**EXERCISES TO COMPLETE:**
1 - Do these statements agree with the oil supply analysis text? For each, answer yes or no and quote the words from the text that decide it.
(a) S&P Global Energy expects that fully restoring upstream production after Hormuz reopens would take at least seven months.
(b) U.S. crude stock levels already show a strong pull from the global oil market.
(c) A burst of buying from China would restrain upward pressure on crude oil prices.
2 - Answer these questions using the oil supply analysis text.
(a) Into what period could the supply crisis extend the longer the strait remains closed?
(b) What are the two "key signposts" the analysis says to watch?
(c) How much crude oil did China import per day in the 12 months before the Middle East war?
3 - Continue the oil supply analysis text from the point where it ends.

++++ SOURCE TEXT

The analysis revealed that S&P Global Energy expects that, if Hormuz was reopened, “it would take an additional seven months at minimum to fully restore upstream production, assuming no permanent damage and supply chains operate smoothly”.
“A recovery could take longer if there is damage to ports or other transport and loading infrastructure,” it warned, adding that “the longer the strait remains closed, the more likely the supply crisis extends into late 2026 and into 2027”.
The analysis flagged two “key signposts” to watch going forward – U.S. crude stock levels and the market behavior of China, “along with other large importing markets in Europe and Asia”.
“U.S. crude stock levels do not yet show a strong pull from the global oil market to offset the loss of Middle East supply,” the analysis said.
“Larger than typical declines in crude oil and product inventories, along with rising export volumes, would be signs that physical market pressure in Asia, the Middle East and Europe is reaching the United States,” it added.
“China’s buying and trading behavior will also be a major factor. In the 12 months before the Middle East war, China imported 11 million to 13 million barrels per day of crude oil each month,” it noted.
“A projected cut of 2.5 million barrels per day in crude imports, lower refinery runs and the use of product stockpiles could restrain upward pressure on crude oil prices. A burst of buying from China would have the opposite effect,” the analysis continued.

++++++++
++++ DATA EXTRACT

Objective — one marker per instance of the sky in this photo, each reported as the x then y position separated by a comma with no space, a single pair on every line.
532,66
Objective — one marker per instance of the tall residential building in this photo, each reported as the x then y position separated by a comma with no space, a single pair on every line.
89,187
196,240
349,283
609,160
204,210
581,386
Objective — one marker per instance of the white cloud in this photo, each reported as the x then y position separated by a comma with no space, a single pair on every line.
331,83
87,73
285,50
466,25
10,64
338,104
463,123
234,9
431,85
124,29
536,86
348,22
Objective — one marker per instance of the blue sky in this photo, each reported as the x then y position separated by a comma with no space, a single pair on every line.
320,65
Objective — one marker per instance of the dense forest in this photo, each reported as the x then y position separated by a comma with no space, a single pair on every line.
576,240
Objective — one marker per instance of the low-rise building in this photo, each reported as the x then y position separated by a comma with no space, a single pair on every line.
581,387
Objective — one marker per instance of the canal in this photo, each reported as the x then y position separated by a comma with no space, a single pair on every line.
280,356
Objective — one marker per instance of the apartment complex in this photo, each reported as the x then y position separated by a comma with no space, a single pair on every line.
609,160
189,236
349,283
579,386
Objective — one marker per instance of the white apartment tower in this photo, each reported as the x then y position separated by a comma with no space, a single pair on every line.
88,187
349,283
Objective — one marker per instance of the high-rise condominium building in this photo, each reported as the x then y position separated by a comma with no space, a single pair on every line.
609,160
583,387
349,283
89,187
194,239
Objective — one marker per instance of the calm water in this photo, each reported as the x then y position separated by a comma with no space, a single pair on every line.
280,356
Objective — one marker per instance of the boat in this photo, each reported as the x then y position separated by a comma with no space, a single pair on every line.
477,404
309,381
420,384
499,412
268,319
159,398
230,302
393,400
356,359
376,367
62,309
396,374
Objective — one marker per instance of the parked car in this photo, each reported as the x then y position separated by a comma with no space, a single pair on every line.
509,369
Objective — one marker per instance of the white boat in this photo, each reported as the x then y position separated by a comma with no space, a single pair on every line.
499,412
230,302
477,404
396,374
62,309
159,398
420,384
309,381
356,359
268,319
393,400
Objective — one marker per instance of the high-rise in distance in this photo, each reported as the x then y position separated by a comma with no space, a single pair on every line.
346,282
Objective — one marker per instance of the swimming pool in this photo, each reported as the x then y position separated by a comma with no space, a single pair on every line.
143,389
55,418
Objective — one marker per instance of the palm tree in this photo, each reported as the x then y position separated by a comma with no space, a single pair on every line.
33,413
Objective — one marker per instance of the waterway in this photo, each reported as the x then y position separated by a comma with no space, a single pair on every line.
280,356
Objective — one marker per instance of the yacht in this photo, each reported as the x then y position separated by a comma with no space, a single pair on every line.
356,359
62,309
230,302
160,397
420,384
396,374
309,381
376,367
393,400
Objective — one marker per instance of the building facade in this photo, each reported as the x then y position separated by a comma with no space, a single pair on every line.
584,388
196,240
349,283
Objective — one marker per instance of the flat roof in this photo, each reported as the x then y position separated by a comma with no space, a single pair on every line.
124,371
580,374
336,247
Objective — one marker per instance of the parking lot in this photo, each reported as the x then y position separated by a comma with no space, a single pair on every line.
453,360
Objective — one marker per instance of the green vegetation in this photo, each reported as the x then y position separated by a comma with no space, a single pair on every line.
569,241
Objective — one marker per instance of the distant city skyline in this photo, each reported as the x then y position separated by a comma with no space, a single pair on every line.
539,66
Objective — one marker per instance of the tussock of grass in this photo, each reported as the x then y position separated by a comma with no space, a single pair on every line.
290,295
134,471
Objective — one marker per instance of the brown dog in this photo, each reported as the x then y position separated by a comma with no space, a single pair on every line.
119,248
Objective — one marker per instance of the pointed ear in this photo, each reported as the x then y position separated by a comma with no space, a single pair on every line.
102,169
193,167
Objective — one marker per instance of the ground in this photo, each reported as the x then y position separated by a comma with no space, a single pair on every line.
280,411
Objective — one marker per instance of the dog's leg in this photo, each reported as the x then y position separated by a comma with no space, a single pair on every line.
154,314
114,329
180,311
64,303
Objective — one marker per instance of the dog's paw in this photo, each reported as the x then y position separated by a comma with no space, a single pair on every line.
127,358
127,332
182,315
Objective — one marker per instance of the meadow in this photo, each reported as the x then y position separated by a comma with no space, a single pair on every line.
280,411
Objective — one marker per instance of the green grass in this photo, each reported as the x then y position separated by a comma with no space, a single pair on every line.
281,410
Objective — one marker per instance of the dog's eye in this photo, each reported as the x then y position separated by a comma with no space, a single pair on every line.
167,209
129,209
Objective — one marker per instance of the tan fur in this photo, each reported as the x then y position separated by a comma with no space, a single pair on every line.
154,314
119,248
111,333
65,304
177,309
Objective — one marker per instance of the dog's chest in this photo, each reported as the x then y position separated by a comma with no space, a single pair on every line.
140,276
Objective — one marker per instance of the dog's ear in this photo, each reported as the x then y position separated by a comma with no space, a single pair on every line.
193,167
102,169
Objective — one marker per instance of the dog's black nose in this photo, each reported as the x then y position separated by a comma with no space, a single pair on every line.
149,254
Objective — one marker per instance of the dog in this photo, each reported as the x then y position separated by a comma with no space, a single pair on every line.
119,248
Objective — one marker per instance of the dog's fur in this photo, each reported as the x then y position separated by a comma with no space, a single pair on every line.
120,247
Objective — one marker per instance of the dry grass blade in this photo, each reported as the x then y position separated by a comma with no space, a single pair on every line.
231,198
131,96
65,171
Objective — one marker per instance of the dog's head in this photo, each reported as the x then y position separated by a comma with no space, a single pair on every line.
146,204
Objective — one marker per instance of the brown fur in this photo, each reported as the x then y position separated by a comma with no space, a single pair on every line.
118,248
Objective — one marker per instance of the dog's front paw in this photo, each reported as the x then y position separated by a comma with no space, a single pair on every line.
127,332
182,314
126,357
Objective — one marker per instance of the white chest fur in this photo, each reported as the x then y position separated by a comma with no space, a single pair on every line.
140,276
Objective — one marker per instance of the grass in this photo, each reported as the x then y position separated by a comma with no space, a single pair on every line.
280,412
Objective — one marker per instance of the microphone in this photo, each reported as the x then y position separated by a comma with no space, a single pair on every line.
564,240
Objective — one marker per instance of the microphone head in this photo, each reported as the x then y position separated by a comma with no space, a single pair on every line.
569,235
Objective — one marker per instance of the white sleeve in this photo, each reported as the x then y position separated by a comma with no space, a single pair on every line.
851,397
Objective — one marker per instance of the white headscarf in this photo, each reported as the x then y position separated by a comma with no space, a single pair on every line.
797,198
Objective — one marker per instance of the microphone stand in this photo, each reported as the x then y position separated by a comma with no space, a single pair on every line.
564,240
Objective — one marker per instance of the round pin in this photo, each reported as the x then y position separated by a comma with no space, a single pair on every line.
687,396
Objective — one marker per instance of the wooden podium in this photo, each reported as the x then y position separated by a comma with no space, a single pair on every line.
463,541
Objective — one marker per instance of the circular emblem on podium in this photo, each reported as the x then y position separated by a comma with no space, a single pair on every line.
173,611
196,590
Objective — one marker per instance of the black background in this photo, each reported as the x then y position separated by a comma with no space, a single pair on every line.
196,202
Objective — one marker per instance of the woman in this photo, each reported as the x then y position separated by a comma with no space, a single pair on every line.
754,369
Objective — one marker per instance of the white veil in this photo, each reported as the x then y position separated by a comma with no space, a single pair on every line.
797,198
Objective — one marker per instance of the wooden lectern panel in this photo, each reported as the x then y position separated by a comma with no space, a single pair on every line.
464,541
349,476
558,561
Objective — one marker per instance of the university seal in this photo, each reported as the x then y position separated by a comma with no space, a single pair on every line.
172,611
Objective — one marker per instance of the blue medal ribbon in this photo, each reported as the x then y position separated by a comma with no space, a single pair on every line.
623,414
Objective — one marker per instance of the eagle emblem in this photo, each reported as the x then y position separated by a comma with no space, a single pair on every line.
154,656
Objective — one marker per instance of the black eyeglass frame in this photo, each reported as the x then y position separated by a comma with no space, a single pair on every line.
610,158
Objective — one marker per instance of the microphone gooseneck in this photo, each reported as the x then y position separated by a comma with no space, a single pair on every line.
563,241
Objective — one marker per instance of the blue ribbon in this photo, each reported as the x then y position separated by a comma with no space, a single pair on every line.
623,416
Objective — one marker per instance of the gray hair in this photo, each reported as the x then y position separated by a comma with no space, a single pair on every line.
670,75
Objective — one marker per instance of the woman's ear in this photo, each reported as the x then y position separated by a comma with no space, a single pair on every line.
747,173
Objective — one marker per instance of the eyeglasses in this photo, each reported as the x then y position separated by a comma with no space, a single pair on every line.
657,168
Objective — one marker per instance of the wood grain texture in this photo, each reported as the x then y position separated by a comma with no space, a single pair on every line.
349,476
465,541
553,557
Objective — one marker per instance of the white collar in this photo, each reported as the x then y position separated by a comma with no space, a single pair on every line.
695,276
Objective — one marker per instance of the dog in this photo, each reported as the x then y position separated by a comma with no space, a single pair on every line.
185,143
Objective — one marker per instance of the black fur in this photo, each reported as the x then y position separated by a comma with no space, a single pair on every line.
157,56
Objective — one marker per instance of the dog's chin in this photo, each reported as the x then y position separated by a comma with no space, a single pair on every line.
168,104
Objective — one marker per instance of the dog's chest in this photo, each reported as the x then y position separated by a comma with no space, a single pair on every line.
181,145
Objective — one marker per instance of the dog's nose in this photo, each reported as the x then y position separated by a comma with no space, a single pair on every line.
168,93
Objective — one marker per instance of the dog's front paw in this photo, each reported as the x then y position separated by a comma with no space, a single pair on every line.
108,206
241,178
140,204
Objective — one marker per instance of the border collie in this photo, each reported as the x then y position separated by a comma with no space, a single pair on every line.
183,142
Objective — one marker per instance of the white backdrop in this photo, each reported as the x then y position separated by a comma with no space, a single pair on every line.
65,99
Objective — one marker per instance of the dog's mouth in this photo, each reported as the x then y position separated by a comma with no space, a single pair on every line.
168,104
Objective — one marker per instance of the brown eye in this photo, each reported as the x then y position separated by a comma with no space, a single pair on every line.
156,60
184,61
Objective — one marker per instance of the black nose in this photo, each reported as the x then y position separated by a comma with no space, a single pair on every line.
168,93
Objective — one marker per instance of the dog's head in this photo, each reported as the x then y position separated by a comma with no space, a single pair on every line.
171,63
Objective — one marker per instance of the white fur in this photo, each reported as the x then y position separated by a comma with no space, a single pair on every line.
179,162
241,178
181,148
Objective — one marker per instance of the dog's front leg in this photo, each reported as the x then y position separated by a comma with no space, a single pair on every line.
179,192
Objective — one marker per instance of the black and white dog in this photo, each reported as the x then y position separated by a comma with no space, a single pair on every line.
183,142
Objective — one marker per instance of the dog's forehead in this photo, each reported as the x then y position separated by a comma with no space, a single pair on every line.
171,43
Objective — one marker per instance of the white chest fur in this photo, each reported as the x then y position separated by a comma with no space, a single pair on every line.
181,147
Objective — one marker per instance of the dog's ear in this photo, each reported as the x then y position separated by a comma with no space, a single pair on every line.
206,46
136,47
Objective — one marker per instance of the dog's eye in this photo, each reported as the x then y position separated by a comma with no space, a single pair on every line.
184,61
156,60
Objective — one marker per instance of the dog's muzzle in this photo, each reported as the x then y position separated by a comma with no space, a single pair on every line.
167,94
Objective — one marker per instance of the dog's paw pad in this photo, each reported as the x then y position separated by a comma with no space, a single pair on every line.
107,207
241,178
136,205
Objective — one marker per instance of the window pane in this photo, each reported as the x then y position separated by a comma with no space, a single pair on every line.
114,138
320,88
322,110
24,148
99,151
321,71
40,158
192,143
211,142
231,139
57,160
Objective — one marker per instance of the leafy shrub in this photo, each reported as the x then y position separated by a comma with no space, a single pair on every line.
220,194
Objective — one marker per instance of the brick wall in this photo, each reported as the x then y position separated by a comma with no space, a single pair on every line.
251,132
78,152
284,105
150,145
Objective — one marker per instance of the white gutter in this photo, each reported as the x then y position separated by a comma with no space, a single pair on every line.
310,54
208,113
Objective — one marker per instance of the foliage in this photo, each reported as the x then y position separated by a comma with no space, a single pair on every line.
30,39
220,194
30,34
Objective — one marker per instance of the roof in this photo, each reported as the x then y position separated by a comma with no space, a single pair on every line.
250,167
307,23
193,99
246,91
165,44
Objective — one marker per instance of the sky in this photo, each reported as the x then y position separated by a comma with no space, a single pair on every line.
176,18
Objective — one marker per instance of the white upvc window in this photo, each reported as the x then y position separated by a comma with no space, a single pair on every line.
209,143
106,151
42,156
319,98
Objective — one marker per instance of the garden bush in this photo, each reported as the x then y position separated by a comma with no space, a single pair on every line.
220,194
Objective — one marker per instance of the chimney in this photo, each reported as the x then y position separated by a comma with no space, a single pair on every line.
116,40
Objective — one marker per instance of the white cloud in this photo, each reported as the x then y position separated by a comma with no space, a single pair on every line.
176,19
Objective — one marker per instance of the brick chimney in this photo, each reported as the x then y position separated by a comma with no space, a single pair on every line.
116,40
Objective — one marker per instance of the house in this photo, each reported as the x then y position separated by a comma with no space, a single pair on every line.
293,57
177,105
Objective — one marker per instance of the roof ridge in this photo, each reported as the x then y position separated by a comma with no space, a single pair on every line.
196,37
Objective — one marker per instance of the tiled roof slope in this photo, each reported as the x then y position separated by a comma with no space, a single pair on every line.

++++++++

**OUTPUTS FOR THE TASKS:**
1 -
(a) Yes: "it would take an additional seven months at minimum to fully restore upstream production"
(b) No: "U.S. crude stock levels do not yet show a strong pull from the global oil market to offset the loss of Middle East supply"
(c) No: "A burst of buying from China would have the opposite effect"

2 -
(a) Into late 2026 and into 2027.
(b) U.S. crude stock levels and the market behavior of China, along with other large importing markets in Europe and Asia.
(c) 11 million to 13 million barrels per day.

3 -
Burkhard stated in the analysis that, “while there have been significant impacts to date, the oil market has remained somewhat cushioned from the full impact of the of the loss of 15 million barrels per day in supply”.
“That the cumulative supply loss is now approaching one billion barrels is a staggering figure that inventories cannot cover indefinitely. An inevitable market reckoning is coming,” he warned.
“Before the war, any market veteran would not have been surprised if crude oil prices soared far higher than they have based on a two-month loss of 15 million barrels per day,” he added.
“What is a tremendous curtailment of demand is still being outstripped by the loss of supply. That means that higher crude oil and refined product prices are still to come,” Burkhard went on to warn.